> **Excerpt provided**:
· · · · · · ·

State v. Jells, Unpublished Decision (4-26-2000) ( 2000 )


Menu:
  • JOURNAL ENTRY AND OPINION
    In State v. Jells, Cuyahoga County Court of Common Pleas Case No. CR-217570, applicant was convicted by a three-judge panel of aggravated murder with a specification for kidnapping and sentenced to death. This court affirmed that judgment in State v. Jells (Apr. 20, 1989), Cuyahoga App. No. 54733, unreported. The Supreme Court of Ohio affirmed applicant's conviction in State v. Jells (1990),53 Ohio St.3d 22, 559 N.E.2d 464.

    Applicant has filed with the clerk of this court an application for reopening. Applicant asserts that he was denied the effective assistance of appellate counsel because appellate counsel failed to assert various assignments of error. We deny the application for reopening. As required by App.R. 26 (B)(6), the reasons for our denial follow.

    Initially, we note that App.R. 26 (B)(1) provides, in part: "An application for reopening shall be filed * * * within ninety days from journalization of the appellate judgment unless the applicant shows good cause for filing at a later time." App.R. 26 (B)(2)(b) requires that an application for reopening include "a showing of good cause for untimely filing if the application is filed more than ninety days after journalization of the appellate judgment."

    This court's decision affirming applicant's conviction was journalized on May 1, 1989. The application was filed on March 1, 1999, clearly in excess of the ninety-day limit. The state argues that applicant has not demonstrated good cause for the untimely filing of the application. We agree.

· · · · · · ·

> **Stored data**:
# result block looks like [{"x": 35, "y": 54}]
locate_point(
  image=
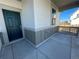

· · · · · · ·

> **Challenge**:
Reproduce the State v. Jells opinion word for word, starting at the words "Initially, we note" and ending after "application. We agree.".

> **Correct response**:
Initially, we note that App.R. 26 (B)(1) provides, in part: "An application for reopening shall be filed * * * within ninety days from journalization of the appellate judgment unless the applicant shows good cause for filing at a later time." App.R. 26 (B)(2)(b) requires that an application for reopening include "a showing of good cause for untimely filing if the application is filed more than ninety days after journalization of the appellate judgment."

    This court's decision affirming applicant's conviction was journalized on May 1, 1989. The application was filed on March 1, 1999, clearly in excess of the ninety-day limit. The state argues that applicant has not demonstrated good cause for the untimely filing of the application. We agree.